>>>
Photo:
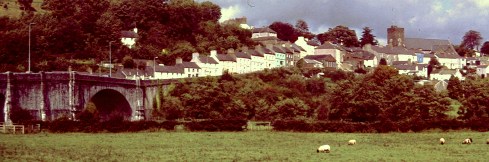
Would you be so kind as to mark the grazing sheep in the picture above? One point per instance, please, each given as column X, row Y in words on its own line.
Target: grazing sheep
column 467, row 141
column 352, row 142
column 324, row 148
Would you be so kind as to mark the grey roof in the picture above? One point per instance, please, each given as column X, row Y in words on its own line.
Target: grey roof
column 129, row 34
column 224, row 57
column 278, row 49
column 329, row 45
column 328, row 58
column 424, row 44
column 444, row 71
column 169, row 69
column 254, row 53
column 297, row 47
column 313, row 43
column 392, row 50
column 242, row 55
column 310, row 61
column 447, row 56
column 400, row 62
column 445, row 49
column 188, row 65
column 263, row 30
column 207, row 60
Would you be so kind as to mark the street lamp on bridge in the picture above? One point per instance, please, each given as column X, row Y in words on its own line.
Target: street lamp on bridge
column 110, row 58
column 29, row 66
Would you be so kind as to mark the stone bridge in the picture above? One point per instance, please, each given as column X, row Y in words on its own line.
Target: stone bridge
column 50, row 95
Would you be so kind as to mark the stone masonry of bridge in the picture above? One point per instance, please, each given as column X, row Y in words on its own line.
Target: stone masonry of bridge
column 50, row 95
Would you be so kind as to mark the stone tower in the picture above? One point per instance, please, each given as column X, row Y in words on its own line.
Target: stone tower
column 395, row 36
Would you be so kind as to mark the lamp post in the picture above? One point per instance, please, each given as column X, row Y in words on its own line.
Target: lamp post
column 29, row 68
column 154, row 66
column 110, row 59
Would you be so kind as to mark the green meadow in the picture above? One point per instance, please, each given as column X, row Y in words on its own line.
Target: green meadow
column 243, row 146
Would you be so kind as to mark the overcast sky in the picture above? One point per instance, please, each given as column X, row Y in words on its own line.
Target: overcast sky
column 436, row 19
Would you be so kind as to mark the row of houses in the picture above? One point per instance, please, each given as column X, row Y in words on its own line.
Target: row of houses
column 410, row 56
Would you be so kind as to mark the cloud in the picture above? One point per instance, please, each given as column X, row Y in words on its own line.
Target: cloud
column 439, row 19
column 229, row 12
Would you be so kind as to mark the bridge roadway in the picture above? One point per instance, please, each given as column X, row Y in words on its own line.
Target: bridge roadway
column 51, row 95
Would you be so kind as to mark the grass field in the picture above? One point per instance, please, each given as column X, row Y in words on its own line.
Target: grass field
column 242, row 146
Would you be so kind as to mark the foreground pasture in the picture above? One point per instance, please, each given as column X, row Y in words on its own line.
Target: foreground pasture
column 242, row 146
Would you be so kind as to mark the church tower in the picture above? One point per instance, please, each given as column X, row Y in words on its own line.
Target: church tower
column 395, row 36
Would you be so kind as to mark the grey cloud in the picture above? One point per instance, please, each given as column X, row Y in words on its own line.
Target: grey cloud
column 378, row 15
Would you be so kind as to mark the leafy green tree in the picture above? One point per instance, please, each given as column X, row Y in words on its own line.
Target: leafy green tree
column 285, row 31
column 471, row 39
column 485, row 48
column 368, row 37
column 290, row 108
column 455, row 89
column 383, row 61
column 340, row 35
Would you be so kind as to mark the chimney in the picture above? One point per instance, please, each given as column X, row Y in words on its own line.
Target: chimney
column 244, row 49
column 230, row 51
column 178, row 60
column 213, row 53
column 195, row 55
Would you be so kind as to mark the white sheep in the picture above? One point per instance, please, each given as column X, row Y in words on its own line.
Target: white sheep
column 467, row 141
column 352, row 142
column 324, row 148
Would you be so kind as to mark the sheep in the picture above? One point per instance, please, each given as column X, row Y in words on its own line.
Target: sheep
column 352, row 142
column 467, row 141
column 324, row 148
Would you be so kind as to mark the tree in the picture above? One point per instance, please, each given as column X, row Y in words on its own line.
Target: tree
column 383, row 61
column 340, row 35
column 367, row 37
column 285, row 31
column 471, row 39
column 454, row 88
column 485, row 48
column 303, row 29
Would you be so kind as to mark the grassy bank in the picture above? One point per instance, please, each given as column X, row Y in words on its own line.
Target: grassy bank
column 242, row 146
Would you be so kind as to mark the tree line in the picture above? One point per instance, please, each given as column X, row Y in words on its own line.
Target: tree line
column 284, row 94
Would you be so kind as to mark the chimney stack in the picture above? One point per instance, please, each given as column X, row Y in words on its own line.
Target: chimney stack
column 178, row 60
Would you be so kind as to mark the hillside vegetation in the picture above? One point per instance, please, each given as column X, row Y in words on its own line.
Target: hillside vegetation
column 382, row 96
column 65, row 32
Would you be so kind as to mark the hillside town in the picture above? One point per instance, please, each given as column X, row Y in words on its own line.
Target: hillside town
column 410, row 56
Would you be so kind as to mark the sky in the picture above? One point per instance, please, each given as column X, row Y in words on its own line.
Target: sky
column 433, row 19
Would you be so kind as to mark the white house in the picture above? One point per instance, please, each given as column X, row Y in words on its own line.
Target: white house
column 418, row 70
column 209, row 66
column 190, row 69
column 263, row 32
column 228, row 62
column 334, row 50
column 168, row 72
column 244, row 62
column 128, row 38
column 445, row 74
column 450, row 61
column 481, row 70
column 307, row 45
column 257, row 60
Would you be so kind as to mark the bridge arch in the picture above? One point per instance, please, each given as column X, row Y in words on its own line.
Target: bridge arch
column 110, row 103
column 2, row 108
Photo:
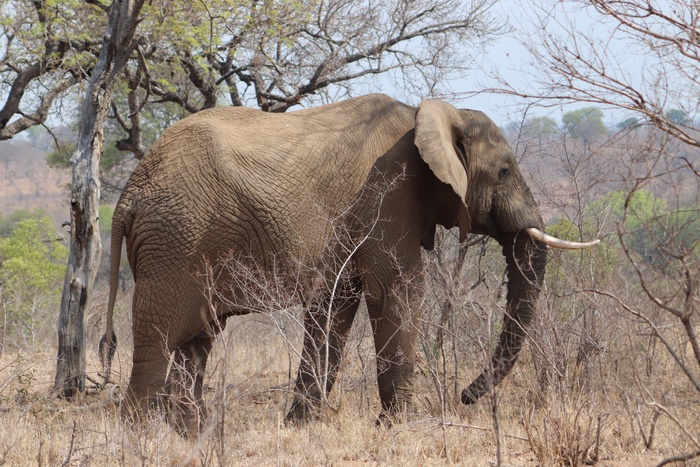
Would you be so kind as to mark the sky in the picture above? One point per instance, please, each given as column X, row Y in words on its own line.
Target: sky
column 509, row 57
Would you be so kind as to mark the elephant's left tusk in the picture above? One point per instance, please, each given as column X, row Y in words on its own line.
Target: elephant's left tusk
column 555, row 242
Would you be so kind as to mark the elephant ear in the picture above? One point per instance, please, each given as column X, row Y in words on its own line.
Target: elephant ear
column 437, row 130
column 436, row 137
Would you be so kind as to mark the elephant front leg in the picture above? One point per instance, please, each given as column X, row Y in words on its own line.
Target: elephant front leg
column 394, row 341
column 185, row 404
column 323, row 347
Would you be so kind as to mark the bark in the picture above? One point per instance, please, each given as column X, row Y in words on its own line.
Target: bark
column 117, row 45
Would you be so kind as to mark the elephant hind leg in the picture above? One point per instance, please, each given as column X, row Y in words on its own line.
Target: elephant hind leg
column 321, row 354
column 185, row 405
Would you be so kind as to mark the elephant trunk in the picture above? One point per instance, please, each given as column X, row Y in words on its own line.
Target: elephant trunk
column 526, row 259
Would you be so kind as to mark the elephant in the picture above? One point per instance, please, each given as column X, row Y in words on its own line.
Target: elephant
column 337, row 201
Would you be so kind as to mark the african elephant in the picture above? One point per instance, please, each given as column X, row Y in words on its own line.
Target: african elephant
column 346, row 194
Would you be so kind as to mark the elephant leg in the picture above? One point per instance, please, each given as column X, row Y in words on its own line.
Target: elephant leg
column 395, row 344
column 147, row 381
column 186, row 409
column 315, row 369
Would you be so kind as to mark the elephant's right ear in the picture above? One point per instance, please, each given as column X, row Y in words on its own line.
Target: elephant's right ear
column 436, row 137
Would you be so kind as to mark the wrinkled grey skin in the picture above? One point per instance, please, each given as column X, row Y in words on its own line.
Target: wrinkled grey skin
column 270, row 190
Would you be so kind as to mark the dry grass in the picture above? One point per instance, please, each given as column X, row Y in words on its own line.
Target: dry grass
column 566, row 420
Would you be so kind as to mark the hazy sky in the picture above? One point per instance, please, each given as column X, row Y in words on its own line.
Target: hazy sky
column 509, row 57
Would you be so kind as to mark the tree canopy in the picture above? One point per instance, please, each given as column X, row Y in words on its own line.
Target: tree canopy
column 195, row 55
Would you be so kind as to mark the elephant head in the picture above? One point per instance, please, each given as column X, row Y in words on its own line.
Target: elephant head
column 267, row 188
column 465, row 149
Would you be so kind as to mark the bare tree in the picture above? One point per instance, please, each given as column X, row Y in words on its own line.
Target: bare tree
column 85, row 248
column 573, row 60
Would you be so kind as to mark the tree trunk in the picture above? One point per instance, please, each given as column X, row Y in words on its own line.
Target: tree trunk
column 85, row 247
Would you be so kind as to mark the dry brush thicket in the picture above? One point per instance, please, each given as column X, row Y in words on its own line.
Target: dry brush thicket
column 609, row 376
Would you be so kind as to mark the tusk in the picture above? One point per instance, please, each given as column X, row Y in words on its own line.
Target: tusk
column 555, row 242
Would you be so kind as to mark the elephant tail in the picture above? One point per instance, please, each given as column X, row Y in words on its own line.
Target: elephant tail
column 108, row 343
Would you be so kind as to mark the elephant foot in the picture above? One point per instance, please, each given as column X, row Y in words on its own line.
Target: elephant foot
column 187, row 417
column 301, row 411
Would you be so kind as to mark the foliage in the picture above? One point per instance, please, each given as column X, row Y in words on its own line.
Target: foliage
column 8, row 223
column 654, row 231
column 196, row 55
column 628, row 123
column 678, row 116
column 598, row 261
column 32, row 267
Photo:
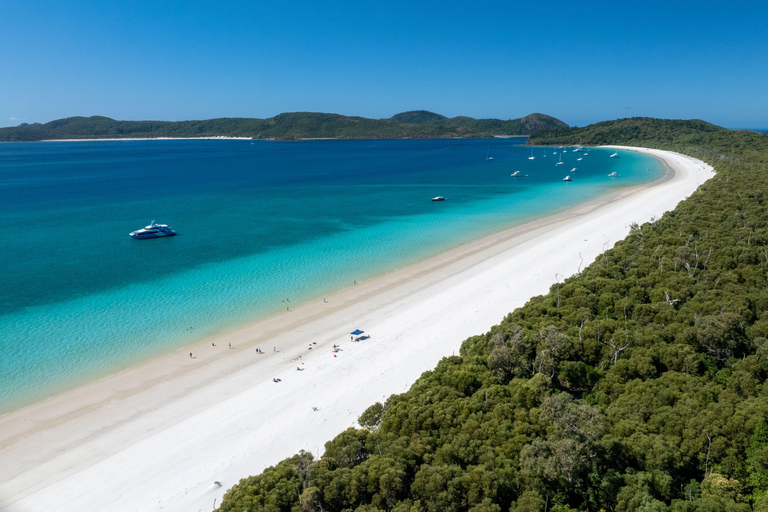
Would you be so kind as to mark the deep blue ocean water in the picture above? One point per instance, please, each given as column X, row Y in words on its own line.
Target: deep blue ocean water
column 258, row 222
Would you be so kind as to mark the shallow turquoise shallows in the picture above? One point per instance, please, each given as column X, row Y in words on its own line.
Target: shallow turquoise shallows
column 258, row 222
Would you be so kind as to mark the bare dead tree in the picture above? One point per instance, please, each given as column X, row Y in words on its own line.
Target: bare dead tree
column 616, row 350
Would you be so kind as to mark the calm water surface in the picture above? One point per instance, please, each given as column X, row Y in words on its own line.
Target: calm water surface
column 258, row 222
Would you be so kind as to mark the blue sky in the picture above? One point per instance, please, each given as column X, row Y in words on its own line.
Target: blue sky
column 581, row 62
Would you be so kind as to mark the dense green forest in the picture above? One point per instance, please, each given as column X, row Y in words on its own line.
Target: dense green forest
column 290, row 126
column 637, row 384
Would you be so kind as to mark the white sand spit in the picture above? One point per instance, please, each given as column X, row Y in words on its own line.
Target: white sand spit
column 157, row 437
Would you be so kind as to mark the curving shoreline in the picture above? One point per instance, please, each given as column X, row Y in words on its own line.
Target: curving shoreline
column 161, row 434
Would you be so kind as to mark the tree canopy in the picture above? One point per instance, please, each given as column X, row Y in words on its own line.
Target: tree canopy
column 637, row 384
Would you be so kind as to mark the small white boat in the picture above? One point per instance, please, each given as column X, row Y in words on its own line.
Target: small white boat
column 152, row 231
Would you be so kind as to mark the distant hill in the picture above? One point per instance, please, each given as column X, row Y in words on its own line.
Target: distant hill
column 288, row 126
column 417, row 117
column 631, row 131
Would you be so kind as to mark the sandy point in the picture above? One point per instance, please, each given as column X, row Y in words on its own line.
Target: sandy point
column 176, row 432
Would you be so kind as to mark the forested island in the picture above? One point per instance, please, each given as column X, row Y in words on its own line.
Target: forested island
column 289, row 126
column 637, row 384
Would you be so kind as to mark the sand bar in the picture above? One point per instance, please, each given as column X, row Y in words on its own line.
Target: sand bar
column 158, row 436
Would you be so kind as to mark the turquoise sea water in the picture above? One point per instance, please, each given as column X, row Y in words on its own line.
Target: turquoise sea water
column 258, row 222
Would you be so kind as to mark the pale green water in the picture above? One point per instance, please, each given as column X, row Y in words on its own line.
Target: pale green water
column 258, row 223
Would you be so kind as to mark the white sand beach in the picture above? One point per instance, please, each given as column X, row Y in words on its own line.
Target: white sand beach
column 158, row 436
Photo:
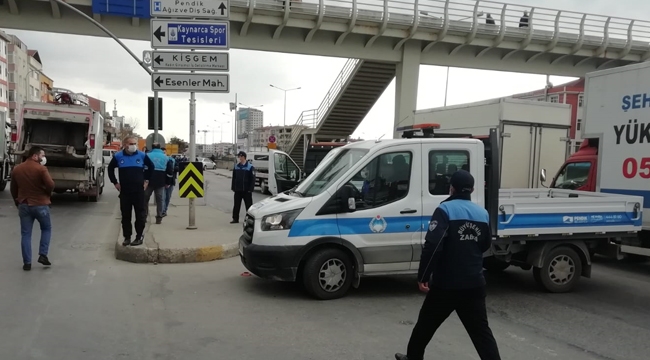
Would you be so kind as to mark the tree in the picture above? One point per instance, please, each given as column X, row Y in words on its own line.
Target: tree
column 182, row 144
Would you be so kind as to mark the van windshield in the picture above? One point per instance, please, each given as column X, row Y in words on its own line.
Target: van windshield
column 324, row 176
column 573, row 175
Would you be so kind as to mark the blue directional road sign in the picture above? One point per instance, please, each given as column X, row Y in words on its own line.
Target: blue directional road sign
column 190, row 34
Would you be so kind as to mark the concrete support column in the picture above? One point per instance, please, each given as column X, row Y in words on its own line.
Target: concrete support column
column 406, row 85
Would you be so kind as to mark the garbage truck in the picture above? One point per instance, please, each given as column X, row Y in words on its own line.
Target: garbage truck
column 72, row 135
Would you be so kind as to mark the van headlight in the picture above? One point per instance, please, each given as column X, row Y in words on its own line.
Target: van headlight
column 280, row 221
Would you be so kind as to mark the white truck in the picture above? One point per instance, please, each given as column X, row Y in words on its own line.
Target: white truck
column 614, row 156
column 365, row 210
column 71, row 134
column 533, row 135
column 275, row 171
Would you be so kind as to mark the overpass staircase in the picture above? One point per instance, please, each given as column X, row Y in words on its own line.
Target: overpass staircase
column 353, row 94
<<<
## Work to be completed
Rewrite the data from the start through the line containing "column 207, row 60", replacing "grey roof" with "tiled roof" and leaving everything else unchanged, with the pictures left out.

## Exercise response
Photo:
Would you be so kind as to mark the grazing sheep in the picture above? One point per instance, please, each given as column X, row Y in words on its own line.
Target: grazing sheep
column 467, row 141
column 352, row 142
column 324, row 148
Would you be so kind as to mark the tiled roof in the picture above? One point per instance, please, each given as column X, row Y in words on its own line.
Target: tiled roof
column 129, row 34
column 224, row 57
column 278, row 49
column 329, row 45
column 328, row 58
column 424, row 44
column 444, row 71
column 169, row 69
column 254, row 53
column 297, row 47
column 313, row 43
column 392, row 50
column 242, row 55
column 310, row 61
column 447, row 56
column 400, row 62
column 445, row 49
column 188, row 65
column 263, row 30
column 207, row 60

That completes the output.